• [WHAT TO DO]: How many lines in the listing below include the word "rooftop"? Answer with the number and nothing else.

===== DATA LISTING =====

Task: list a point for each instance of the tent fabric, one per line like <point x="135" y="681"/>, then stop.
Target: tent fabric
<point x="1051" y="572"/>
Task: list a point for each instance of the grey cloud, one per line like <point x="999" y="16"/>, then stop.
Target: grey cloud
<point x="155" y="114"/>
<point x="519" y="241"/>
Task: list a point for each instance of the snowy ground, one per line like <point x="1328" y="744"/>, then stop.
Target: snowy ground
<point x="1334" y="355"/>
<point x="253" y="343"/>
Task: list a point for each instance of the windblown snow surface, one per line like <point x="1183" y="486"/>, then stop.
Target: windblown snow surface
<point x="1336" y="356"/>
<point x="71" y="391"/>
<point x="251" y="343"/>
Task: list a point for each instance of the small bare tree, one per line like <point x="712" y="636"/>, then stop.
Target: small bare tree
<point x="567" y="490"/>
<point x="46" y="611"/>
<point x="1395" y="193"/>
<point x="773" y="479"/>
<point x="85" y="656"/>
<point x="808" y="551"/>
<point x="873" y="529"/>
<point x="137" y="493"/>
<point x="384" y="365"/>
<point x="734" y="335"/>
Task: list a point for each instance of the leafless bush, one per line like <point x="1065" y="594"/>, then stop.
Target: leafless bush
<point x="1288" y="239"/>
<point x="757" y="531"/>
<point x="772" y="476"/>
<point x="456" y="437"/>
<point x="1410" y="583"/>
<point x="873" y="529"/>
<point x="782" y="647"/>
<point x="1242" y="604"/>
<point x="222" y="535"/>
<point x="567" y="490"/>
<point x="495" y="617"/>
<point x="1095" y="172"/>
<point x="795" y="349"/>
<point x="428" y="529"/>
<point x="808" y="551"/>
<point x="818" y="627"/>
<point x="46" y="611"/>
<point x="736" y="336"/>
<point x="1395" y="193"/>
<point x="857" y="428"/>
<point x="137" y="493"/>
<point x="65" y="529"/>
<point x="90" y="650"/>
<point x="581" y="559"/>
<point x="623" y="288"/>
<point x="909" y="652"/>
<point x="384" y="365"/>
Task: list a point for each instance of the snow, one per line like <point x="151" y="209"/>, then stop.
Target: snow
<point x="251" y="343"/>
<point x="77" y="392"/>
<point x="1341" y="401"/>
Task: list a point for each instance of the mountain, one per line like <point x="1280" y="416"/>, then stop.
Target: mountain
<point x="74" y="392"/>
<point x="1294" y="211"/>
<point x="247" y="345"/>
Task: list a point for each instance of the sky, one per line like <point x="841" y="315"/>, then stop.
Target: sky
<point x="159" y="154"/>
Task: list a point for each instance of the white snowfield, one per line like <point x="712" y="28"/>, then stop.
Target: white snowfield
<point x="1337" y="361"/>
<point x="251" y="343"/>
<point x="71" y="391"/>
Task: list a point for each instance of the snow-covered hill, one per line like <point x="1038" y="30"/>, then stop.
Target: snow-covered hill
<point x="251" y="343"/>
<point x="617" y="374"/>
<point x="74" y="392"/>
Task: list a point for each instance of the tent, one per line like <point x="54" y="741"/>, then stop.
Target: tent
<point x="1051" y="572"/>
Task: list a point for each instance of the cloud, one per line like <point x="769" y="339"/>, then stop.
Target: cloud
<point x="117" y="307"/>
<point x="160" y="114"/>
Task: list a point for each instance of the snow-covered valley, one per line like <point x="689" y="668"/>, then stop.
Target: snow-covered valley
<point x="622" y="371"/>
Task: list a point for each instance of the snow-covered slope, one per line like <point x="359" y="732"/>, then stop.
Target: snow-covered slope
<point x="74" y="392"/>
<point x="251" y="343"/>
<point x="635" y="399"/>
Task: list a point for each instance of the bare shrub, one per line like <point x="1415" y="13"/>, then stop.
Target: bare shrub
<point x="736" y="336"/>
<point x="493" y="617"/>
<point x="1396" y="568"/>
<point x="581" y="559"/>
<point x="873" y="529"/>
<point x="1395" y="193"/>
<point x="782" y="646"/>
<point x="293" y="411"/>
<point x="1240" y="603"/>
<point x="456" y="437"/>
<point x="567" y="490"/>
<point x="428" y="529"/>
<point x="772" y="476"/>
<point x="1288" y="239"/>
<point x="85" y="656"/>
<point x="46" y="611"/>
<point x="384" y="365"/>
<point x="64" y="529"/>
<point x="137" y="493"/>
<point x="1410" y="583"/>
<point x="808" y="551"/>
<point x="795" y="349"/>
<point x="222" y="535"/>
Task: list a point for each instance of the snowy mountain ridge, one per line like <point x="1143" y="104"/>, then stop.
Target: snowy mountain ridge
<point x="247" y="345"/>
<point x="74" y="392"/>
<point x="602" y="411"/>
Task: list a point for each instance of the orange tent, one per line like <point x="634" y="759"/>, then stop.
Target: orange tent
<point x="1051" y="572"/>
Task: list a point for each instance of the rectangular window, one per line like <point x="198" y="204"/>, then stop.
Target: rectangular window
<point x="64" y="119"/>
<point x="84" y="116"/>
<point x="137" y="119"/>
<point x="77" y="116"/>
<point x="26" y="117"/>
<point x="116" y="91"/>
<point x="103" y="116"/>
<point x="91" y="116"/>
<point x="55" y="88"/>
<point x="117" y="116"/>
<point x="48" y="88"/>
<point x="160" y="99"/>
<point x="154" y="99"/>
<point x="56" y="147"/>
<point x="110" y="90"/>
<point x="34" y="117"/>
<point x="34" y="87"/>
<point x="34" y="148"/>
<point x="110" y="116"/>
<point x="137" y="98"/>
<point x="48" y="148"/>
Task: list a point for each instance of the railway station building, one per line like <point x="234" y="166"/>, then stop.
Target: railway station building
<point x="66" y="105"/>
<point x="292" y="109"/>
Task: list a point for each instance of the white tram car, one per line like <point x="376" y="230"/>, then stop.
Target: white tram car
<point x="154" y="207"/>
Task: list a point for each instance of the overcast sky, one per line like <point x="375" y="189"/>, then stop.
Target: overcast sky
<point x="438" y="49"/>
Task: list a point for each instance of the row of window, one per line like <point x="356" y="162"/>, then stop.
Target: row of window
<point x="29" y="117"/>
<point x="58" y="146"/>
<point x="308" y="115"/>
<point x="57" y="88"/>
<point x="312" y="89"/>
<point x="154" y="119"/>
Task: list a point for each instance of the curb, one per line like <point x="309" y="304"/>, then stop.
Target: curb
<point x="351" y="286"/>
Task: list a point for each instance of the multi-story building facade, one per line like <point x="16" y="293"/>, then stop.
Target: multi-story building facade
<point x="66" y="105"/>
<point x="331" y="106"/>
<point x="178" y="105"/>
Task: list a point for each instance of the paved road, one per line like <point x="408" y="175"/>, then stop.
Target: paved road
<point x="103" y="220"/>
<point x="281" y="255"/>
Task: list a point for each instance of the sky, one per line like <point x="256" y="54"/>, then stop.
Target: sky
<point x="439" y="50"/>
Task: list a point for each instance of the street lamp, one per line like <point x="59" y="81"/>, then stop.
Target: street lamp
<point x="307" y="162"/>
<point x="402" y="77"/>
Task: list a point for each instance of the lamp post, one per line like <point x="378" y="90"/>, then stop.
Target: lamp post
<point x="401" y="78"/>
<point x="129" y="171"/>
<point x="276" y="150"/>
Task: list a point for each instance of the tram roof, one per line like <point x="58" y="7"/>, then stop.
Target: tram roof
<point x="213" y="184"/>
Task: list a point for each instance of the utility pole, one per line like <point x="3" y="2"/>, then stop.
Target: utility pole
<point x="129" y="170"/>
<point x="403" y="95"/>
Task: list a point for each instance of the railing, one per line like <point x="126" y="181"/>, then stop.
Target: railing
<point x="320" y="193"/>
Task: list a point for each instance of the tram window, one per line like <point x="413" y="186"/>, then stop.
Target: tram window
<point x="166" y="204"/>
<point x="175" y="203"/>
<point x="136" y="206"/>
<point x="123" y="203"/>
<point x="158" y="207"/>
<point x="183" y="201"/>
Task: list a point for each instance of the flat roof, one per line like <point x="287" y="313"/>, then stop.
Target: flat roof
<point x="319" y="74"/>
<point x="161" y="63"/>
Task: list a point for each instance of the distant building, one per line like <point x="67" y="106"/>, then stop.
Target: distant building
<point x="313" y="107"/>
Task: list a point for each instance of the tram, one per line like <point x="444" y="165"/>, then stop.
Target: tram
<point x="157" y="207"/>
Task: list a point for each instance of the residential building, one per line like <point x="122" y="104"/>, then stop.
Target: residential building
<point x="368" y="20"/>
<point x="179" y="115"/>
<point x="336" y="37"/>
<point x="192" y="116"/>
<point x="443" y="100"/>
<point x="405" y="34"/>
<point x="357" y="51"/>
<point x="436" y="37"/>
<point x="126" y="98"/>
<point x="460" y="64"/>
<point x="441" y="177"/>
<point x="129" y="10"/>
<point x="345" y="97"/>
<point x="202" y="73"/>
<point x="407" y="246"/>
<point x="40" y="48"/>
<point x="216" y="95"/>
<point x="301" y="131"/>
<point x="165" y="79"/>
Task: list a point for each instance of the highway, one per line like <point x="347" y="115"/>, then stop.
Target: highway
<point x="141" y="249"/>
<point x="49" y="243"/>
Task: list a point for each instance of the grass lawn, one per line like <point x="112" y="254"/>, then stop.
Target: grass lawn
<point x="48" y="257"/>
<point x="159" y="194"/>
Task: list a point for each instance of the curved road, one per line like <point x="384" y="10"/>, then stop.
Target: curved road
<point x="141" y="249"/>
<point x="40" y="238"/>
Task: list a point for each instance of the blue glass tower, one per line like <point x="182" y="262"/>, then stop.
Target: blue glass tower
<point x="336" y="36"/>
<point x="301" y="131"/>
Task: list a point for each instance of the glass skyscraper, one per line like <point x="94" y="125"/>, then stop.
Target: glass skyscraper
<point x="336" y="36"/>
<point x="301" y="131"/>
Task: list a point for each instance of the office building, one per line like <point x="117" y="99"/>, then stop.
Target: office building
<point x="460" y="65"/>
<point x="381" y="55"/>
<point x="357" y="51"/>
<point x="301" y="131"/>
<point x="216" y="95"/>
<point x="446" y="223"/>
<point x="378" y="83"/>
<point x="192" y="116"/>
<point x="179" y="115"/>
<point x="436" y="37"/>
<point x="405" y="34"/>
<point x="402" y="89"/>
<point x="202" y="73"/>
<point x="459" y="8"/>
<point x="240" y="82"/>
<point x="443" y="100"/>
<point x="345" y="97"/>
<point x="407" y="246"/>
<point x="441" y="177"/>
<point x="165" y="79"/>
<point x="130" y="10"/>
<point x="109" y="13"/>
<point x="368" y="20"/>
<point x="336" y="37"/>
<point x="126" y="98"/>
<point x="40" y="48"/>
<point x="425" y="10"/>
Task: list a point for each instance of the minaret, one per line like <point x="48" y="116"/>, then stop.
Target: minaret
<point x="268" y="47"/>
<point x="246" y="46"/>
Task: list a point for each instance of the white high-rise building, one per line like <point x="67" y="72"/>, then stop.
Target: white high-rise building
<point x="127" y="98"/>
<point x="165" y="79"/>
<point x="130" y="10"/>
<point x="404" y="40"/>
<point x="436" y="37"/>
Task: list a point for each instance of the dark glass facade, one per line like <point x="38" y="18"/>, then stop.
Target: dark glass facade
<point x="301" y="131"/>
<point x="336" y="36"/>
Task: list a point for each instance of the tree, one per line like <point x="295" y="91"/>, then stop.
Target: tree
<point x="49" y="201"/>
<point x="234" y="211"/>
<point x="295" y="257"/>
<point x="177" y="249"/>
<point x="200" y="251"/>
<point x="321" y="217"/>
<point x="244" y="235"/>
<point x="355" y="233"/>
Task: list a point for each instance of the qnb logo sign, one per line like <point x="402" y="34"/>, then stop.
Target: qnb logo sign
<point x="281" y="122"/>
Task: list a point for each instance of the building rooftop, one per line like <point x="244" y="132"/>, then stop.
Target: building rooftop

=====

• [RESPONSE FOR THIS EXERCISE]: 2